Exercise objective =>
From the items below, pick out each line that contains the word "volcanic" and copy it.

Stored records =>
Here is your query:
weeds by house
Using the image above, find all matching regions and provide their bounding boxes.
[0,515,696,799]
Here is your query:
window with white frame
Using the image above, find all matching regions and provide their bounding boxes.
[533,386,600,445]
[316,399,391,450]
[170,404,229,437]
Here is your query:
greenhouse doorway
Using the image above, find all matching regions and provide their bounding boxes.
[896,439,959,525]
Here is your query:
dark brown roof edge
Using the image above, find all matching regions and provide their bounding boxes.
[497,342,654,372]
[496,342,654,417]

...

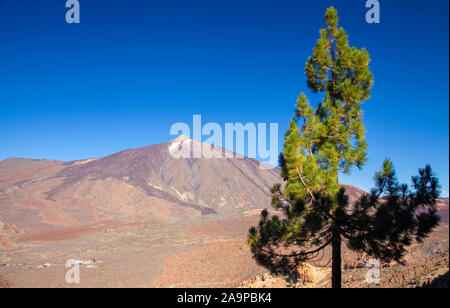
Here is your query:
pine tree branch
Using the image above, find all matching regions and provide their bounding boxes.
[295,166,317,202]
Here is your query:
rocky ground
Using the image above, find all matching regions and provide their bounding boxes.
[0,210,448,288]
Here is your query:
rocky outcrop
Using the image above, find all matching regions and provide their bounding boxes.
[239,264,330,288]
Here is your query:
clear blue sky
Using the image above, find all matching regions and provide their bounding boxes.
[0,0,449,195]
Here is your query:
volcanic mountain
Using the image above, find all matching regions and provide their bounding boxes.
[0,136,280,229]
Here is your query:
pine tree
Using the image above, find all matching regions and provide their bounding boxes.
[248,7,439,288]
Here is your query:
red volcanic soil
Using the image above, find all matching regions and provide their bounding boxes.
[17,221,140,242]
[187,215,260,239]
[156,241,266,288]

Result below =>
volcanic mountain
red volcanic soil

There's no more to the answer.